> [Document]:
====

I finally stumbled upon the place, where I was greeted by her parents. Unlike Mandy's parents their English was very limited so it was difficult to hold a polite conversation. But like Mandy's parents they were friendly and very curious, so we did the best we could while they rehydrated me and pumped me full of snacks. After a few minutes of not overly awkward conversation they informed me that I needed to leave if I wanted to catch the train back into the city so that I could sight-see and then meet up with Corina (who was at university in Worms, about an hour south). So her father escorted me to the station, paid my fare and I was on my way back to the city.

I was headed to Romer, the only part of the old city that survived the bombing raids during World War II. It was a nice spot, an open square surrounded by old German buildings with the triangular rooftops and tall cathedrals in the background. But it was also fairly small, so there wasn't a whole lot of material with which to kill six hours, especially with the museums closed for the day. I tried to explore every square inch of the place, past the church with a JFK memorial, through the pedestrian shopping center, over the bridge to a few other churches, and after all that I still had about five hours to go. Even after a nice casual dinner I still had more time than I knew what to do with, so I fell into the trap that I knew was coming, no matter how hard I tried to avoid it (I swear) -- I was out to find a bar where I could nurse along a few beers and maybe make some friends to pass the time until Corina's arrival.

I meandered the streets of Frankfurt in the general direction of the train station (her parents had also, thankfully, supplied me with a map) in search of a decent pub. But each bar I found was more depressing than the next, sparsely occupied by old men crumpled over beers with cigarettes drearily drooping from their mouths. The one lively spot I found wouldn't let me in without a collared shirt. Elitists. The next thing I knew I was across the street from the station and the only viable option was right in front of me, O'Reilly's.

====

> [Entries supplied]:
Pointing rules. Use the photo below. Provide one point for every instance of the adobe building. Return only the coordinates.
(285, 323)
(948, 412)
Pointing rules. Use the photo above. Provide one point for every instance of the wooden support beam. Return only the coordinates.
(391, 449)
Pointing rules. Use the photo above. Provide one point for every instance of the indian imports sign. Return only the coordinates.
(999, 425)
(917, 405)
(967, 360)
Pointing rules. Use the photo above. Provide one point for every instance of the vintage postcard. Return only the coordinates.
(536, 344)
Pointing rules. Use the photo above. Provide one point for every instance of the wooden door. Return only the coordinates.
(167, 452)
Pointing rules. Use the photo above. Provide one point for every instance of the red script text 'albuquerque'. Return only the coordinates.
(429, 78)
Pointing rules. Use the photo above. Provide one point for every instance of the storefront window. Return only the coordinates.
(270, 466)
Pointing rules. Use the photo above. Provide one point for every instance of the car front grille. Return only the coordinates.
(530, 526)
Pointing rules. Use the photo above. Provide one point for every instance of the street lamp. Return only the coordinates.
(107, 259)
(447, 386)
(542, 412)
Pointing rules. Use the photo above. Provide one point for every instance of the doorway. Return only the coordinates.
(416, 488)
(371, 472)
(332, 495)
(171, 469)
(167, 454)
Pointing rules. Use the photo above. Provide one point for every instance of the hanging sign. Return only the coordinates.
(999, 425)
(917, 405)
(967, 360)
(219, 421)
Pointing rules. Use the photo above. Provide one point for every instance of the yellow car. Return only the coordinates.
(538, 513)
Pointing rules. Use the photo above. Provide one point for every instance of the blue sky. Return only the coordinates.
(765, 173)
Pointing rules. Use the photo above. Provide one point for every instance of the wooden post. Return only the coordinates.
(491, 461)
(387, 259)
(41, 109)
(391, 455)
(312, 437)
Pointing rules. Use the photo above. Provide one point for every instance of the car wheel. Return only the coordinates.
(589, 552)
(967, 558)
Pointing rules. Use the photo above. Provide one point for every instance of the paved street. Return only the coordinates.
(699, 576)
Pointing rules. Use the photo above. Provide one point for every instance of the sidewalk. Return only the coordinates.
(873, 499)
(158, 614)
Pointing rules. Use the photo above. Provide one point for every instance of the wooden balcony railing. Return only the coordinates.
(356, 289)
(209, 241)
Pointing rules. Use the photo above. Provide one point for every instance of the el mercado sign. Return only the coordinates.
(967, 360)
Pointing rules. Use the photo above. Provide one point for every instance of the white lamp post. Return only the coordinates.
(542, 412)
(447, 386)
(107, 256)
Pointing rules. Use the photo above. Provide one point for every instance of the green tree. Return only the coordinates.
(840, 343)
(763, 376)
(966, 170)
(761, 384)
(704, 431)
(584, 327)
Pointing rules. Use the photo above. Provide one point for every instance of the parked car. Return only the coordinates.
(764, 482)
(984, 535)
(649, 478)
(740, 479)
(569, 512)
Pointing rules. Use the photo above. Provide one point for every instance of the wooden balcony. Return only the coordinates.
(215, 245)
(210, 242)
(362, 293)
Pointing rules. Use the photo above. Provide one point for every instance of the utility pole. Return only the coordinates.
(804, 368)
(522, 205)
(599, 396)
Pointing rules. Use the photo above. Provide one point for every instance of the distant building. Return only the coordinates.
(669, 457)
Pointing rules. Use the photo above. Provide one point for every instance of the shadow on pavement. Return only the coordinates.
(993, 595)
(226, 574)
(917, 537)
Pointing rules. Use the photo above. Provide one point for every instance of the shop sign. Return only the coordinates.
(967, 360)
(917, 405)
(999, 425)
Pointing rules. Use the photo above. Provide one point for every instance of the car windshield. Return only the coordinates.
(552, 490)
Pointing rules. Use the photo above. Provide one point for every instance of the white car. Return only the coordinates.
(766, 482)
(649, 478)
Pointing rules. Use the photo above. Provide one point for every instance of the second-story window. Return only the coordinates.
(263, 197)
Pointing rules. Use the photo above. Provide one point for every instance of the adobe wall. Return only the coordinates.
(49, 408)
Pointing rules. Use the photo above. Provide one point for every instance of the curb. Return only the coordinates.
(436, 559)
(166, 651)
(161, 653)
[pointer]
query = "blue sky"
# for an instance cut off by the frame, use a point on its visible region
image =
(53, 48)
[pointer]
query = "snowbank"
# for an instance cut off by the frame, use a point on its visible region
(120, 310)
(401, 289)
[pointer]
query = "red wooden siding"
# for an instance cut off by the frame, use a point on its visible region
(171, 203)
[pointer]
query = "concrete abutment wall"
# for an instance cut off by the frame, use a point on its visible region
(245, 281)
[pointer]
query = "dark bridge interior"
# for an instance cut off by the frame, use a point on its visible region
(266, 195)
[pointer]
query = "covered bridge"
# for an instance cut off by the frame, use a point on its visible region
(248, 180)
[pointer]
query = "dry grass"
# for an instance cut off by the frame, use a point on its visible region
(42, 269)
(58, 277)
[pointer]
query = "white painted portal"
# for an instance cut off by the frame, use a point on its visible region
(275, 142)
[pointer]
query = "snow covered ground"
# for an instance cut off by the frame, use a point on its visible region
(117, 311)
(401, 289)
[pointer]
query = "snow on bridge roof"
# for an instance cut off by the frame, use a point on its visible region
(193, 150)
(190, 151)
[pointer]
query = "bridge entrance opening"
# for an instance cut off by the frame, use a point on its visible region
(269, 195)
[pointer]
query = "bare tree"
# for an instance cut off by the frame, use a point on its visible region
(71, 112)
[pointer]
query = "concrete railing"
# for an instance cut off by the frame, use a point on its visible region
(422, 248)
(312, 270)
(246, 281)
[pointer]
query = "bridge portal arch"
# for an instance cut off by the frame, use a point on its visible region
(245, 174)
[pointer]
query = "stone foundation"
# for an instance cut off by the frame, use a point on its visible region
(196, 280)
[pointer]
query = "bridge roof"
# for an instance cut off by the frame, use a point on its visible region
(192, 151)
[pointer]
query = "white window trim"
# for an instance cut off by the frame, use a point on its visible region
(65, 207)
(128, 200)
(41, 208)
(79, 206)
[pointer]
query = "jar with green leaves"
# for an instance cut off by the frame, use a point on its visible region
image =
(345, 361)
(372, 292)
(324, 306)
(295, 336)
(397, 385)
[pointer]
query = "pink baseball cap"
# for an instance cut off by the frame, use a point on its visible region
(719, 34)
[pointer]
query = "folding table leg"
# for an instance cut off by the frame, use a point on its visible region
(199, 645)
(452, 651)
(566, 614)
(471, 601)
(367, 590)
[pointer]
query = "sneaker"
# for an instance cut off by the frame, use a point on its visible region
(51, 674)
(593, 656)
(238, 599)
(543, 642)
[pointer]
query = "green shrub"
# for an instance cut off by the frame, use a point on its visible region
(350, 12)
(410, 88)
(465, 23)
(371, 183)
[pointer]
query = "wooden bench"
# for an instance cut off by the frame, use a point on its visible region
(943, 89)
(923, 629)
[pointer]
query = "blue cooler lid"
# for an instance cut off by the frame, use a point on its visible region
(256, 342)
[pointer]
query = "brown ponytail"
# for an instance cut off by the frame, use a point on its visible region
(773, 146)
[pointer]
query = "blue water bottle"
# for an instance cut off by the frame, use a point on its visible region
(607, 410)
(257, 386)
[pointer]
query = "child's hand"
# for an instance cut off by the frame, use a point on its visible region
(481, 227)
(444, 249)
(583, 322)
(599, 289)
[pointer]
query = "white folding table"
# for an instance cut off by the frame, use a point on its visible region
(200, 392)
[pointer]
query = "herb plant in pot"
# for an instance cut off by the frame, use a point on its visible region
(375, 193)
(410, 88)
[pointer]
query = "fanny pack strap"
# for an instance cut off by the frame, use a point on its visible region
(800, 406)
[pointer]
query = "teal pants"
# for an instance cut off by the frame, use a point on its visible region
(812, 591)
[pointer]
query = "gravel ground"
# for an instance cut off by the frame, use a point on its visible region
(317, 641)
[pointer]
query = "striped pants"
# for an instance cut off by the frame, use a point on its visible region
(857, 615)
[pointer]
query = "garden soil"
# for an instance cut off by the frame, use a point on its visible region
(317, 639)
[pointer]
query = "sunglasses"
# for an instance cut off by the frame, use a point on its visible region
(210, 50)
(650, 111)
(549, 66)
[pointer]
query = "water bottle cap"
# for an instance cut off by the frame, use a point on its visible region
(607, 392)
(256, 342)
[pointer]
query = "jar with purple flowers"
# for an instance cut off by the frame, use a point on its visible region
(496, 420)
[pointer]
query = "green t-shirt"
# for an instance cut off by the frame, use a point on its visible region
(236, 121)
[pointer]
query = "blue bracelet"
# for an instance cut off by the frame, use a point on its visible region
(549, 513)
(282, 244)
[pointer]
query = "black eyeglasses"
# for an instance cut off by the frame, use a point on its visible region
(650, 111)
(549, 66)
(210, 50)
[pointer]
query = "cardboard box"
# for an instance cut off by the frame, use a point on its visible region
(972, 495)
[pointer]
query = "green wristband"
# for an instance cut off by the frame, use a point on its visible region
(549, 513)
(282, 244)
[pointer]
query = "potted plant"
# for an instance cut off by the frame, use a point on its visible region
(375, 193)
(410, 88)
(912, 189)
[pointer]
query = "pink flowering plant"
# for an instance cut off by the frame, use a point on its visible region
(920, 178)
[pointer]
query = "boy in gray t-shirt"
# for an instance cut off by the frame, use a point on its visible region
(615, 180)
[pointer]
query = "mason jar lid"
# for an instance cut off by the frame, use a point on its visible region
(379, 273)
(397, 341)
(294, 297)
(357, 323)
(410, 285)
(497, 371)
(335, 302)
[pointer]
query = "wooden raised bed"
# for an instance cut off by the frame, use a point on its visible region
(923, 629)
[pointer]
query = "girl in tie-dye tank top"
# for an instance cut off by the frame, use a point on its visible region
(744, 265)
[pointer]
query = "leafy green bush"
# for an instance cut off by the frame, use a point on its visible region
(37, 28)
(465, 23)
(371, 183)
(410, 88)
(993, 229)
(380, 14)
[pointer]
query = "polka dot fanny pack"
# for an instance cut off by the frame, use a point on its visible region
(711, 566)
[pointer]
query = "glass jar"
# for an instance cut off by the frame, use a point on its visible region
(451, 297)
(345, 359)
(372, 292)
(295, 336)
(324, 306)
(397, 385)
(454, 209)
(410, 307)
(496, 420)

====

> [Actions to take]:
**A)** In the travel account, what did the one lively spot require before it would let the writer in?
**B)** Filter the entries down to every line that contains the word "adobe".

> [Answers given]:
**A)** A collared shirt.

**B)**
Pointing rules. Use the photo below. Provide one point for every instance of the adobe building. Return only the coordinates.
Pointing rules. Use the photo above. Provide one point for every instance of the adobe wall. Return only the coordinates.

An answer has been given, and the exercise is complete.